The records below hold a stretch from the line with "Target: windshield" through the line with "Target: door handle"; return exactly those lines, ends included, and nothing more.

┌────────

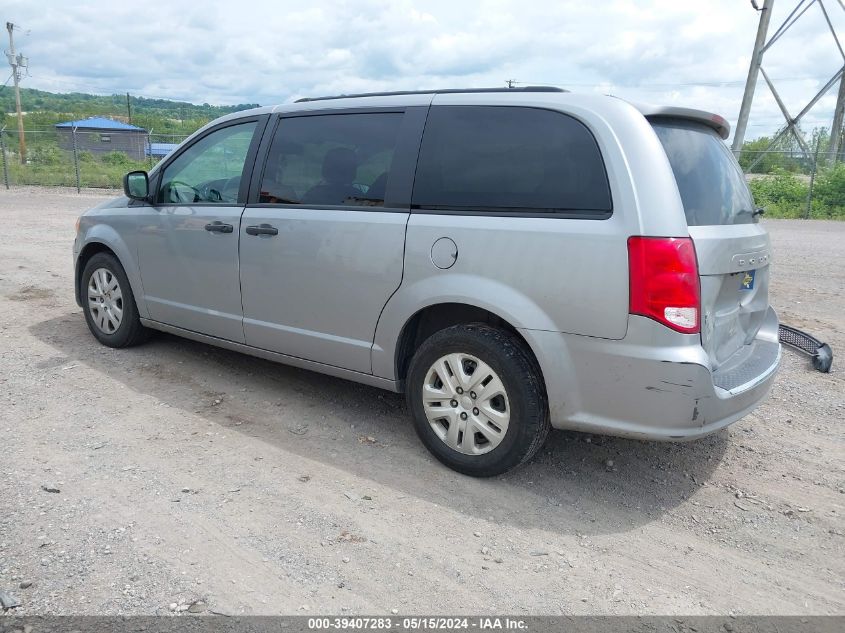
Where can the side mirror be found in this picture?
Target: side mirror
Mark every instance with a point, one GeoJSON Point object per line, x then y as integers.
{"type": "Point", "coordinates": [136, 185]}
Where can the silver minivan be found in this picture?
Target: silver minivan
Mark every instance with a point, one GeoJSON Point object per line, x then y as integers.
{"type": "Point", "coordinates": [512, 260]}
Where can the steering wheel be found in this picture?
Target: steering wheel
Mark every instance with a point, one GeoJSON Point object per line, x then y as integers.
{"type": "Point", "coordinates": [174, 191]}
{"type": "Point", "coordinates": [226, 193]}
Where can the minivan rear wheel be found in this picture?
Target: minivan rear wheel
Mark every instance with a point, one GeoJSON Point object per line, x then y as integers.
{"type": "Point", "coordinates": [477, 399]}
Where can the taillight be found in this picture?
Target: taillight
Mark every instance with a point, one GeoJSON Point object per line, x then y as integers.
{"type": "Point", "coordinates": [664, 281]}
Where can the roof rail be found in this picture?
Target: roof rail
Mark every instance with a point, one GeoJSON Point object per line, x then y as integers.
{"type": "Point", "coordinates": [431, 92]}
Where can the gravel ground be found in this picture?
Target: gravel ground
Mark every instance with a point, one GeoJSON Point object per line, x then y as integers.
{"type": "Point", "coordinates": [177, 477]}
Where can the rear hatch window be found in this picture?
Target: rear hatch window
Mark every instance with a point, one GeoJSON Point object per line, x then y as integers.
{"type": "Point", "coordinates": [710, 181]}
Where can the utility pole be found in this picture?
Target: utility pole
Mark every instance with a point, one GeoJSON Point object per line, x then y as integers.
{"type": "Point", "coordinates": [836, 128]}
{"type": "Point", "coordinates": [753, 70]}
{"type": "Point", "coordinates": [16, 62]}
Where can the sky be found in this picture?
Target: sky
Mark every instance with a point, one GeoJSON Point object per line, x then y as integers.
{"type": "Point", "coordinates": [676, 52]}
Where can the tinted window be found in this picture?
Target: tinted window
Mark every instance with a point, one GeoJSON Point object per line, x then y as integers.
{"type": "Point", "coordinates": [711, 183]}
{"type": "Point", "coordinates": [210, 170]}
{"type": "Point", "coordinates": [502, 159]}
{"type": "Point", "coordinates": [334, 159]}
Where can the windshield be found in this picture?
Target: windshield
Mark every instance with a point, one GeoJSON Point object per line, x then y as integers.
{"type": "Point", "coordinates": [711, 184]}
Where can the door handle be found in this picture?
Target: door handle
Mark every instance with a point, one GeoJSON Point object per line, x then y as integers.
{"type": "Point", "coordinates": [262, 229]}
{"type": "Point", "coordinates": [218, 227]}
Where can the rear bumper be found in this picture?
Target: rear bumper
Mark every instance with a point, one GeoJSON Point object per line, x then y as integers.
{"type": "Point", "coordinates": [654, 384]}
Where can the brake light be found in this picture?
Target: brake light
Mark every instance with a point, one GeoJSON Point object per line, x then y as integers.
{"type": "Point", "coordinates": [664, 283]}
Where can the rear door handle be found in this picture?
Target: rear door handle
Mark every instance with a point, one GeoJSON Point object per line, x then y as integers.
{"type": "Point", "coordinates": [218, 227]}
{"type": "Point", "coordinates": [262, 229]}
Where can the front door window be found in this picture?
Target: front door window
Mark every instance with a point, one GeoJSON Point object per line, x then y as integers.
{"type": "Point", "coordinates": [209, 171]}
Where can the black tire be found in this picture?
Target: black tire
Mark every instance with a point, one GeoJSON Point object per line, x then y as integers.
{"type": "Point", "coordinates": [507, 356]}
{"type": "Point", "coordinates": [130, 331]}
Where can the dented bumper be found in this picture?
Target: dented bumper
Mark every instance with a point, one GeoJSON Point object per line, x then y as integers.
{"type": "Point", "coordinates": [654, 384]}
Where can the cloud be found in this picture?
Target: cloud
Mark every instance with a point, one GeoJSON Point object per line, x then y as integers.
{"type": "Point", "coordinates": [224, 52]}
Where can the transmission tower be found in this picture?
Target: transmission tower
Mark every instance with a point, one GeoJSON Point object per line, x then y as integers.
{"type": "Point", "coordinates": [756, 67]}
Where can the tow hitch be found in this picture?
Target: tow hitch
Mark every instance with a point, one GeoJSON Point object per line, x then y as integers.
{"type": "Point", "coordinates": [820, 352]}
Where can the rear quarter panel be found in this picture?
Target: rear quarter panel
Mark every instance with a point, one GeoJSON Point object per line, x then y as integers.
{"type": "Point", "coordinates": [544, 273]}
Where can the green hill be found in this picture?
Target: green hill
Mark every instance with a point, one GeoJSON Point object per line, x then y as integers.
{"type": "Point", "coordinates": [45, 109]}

└────────
┌────────

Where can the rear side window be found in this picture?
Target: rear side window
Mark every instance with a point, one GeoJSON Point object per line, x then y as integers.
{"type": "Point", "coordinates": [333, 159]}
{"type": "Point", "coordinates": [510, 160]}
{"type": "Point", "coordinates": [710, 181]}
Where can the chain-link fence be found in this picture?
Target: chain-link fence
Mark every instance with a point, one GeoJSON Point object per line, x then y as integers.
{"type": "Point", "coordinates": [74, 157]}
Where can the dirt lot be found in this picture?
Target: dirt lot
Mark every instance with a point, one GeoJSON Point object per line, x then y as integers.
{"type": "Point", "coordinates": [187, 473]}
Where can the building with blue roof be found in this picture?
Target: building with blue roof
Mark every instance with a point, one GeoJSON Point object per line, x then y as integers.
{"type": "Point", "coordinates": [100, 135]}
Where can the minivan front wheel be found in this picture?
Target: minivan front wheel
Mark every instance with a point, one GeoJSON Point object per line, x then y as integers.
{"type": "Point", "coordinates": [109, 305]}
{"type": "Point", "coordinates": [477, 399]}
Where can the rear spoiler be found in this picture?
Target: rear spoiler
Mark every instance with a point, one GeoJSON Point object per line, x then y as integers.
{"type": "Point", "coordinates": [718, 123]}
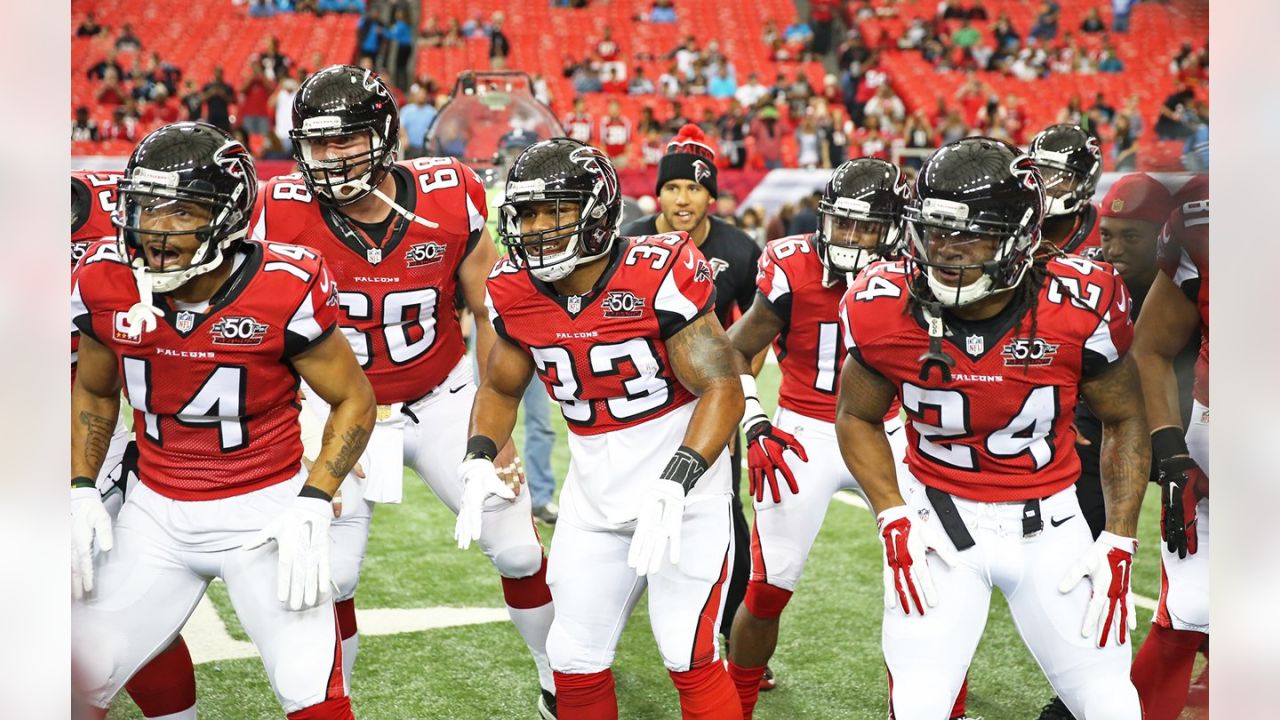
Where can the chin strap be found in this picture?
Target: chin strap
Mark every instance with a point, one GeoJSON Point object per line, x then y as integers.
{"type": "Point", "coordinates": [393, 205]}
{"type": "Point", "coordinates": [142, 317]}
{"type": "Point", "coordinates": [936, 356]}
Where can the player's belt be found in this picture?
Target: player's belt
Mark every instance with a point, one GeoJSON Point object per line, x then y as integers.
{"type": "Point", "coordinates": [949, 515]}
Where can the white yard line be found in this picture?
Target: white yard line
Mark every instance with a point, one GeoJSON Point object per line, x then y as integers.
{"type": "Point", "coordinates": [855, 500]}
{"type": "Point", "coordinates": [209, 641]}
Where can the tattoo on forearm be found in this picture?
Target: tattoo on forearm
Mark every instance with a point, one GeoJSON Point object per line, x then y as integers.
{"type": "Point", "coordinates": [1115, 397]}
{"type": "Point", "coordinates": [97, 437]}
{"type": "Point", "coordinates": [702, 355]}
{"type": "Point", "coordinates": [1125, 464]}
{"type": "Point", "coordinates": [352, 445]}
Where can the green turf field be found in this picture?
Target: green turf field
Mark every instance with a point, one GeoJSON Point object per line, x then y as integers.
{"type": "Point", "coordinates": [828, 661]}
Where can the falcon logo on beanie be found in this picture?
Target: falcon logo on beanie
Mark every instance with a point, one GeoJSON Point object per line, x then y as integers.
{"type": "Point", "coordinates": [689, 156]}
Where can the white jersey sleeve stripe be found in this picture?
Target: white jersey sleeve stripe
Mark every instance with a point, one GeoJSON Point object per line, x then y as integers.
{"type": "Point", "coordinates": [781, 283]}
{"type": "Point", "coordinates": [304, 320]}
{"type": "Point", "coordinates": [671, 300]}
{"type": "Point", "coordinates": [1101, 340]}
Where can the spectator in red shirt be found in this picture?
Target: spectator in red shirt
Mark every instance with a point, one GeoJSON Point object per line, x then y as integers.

└────────

▸ **Problem solution**:
Target: windshield
Mark every instance with a point, one GeoJSON Point object per line, x then y as integers.
{"type": "Point", "coordinates": [711, 184]}
Where can the door handle be found in this picture?
Target: door handle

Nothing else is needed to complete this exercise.